◆ **What you will do**: Print all the data, keeping every line exactly as it is.

◆ **Records from a data source**:
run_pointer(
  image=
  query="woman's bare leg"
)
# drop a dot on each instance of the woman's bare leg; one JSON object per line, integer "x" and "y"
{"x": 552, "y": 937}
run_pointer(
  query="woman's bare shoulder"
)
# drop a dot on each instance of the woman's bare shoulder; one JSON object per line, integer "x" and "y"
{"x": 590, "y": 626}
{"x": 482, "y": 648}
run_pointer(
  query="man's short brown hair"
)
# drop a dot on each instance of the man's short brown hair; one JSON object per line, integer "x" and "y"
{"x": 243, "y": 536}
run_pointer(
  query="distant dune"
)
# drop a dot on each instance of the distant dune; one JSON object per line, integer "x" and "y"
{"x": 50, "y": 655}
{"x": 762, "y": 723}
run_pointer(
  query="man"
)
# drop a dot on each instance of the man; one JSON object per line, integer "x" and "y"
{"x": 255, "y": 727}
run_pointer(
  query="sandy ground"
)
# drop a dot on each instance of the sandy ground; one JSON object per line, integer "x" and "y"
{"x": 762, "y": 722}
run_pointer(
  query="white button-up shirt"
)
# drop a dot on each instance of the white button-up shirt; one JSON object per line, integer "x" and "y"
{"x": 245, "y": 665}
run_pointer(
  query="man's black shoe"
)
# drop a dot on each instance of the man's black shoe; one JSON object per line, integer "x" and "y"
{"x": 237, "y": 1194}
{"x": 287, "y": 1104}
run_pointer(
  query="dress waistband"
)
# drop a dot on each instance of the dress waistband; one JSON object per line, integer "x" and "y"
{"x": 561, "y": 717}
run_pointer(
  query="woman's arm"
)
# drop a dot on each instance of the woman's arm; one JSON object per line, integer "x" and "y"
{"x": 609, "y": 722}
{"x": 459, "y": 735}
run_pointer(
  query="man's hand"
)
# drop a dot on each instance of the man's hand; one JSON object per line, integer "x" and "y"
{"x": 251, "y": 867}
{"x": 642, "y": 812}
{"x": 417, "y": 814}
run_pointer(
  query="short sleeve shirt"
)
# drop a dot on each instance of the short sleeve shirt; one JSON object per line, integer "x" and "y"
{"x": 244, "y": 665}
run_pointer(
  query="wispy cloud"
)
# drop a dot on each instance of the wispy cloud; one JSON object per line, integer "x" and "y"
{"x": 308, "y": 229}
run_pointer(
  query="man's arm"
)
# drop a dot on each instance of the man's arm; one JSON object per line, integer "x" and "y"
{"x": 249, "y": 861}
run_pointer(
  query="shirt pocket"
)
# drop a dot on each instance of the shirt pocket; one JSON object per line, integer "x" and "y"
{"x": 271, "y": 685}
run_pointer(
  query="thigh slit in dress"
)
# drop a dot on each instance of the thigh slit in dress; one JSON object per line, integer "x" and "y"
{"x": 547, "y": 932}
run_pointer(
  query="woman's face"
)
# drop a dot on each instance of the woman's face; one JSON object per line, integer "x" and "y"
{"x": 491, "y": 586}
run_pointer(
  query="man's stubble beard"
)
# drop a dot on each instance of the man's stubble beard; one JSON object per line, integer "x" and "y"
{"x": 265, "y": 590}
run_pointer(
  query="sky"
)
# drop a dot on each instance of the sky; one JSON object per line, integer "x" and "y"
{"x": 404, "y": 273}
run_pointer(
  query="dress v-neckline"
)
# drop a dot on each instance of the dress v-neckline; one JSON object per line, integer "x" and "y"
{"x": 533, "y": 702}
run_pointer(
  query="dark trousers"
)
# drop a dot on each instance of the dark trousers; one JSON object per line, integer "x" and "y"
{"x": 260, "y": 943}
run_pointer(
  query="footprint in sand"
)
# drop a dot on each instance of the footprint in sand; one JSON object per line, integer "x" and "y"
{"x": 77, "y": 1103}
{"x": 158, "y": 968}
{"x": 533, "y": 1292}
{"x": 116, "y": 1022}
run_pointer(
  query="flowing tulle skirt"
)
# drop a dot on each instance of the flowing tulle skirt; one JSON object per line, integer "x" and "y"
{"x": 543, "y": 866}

◆ **Response to this task**:
run_pointer(
  image=
  query="woman's bare leg"
)
# drop a dot on each instance of the woman's bare leg; one JSON object per line, integer "x" and "y"
{"x": 552, "y": 937}
run_pointer(
  query="woman's bare shoulder"
)
# drop a dot on each instance of the woman's bare shoulder; one JSON object per line, integer "x" and "y"
{"x": 590, "y": 626}
{"x": 482, "y": 648}
run_pointer(
  query="man's short brown hair"
)
# drop a dot on each instance of the man's short brown hair; one JSON object per line, integer "x" and "y"
{"x": 243, "y": 536}
run_pointer(
  query="distant dune"
)
# drop a dot on each instance of the distant dune; one JSON object per line, integer "x" and "y"
{"x": 50, "y": 655}
{"x": 762, "y": 723}
run_pointer(
  query="man"
)
# drop a dot on each instance of the man; one JSON object per line, integer "x" and "y"
{"x": 255, "y": 727}
run_pointer(
  query="sandy ground"
)
# drop a dot on each instance of the sandy ground; one JSON object per line, integer "x" and "y"
{"x": 762, "y": 722}
run_pointer(
  query="white button-up shirt"
)
# drop a dot on each instance of the white button-up shirt; one JSON object per line, integer "x" and "y"
{"x": 245, "y": 665}
run_pointer(
  query="man's black shoe"
)
# drop a dot on each instance of the man's black shoe; one JSON object per line, integer "x" and "y"
{"x": 237, "y": 1194}
{"x": 287, "y": 1104}
run_pointer(
  query="dress waistband"
)
# drop a dot on each instance of the dress waistband; one JSON object per line, integer "x" and "y"
{"x": 561, "y": 717}
run_pointer(
  query="woman's arm"
)
# drop a dot on each instance of the woman's arm; one JSON object per line, integer "x" and "y"
{"x": 609, "y": 722}
{"x": 459, "y": 735}
run_pointer(
  query="man's hand"
)
# drop a dot on each instance of the man's hand; one JSON object per line, integer "x" and "y"
{"x": 251, "y": 867}
{"x": 642, "y": 812}
{"x": 417, "y": 814}
run_pointer(
  query="short sleeve shirt"
)
# drop a dot on each instance of the short sleeve shirt; one JSON object per line, integer "x" and "y"
{"x": 244, "y": 665}
run_pointer(
  query="wispy cloud"
)
# drop a dot on each instance of the wispy cloud; one JSON object per line, integer "x" and "y"
{"x": 308, "y": 229}
run_pointer(
  query="man's arm"
)
# drop a dot on each instance of the man's arm; one JSON object per line, integer "x" and "y"
{"x": 249, "y": 861}
run_pointer(
  query="shirt pocket"
)
# drop a dot on each instance of the shirt pocket; one JSON object per line, integer "x" and "y"
{"x": 271, "y": 685}
run_pointer(
  query="thigh slit in dress"
)
# drop a dot on each instance of the thigh slit in dress; one JSON object per line, integer "x" and "y"
{"x": 547, "y": 932}
run_pointer(
  query="woman's face"
)
# drop a dot on each instance of the woman's face; one JSON object per line, integer "x" and "y"
{"x": 491, "y": 586}
run_pointer(
  query="man's stubble beard"
)
# drop a dot on each instance of the man's stubble beard; one JSON object per line, integer "x" and "y"
{"x": 265, "y": 590}
run_pointer(
  query="sky"
)
# drop a dot on each instance of the sky; one JSON object per line, integer "x" and "y"
{"x": 404, "y": 273}
run_pointer(
  query="dress v-neckline"
)
# drop a dot on each instance of the dress v-neckline; one JSON object per line, integer "x" and "y"
{"x": 533, "y": 702}
run_pointer(
  query="dark trousers"
)
# drop a dot on each instance of the dark trousers; one JSON object per line, integer "x" and "y"
{"x": 260, "y": 943}
run_pointer(
  query="footprint in sand"
)
# drop a dot on each instance of the footprint in sand; one JSON object per line, integer "x" and "y"
{"x": 77, "y": 1103}
{"x": 158, "y": 968}
{"x": 533, "y": 1292}
{"x": 116, "y": 1022}
run_pointer(
  query="flowing tulle skirt"
)
# drop a dot on each instance of the flowing tulle skirt; one JSON object per line, integer "x" and "y"
{"x": 543, "y": 866}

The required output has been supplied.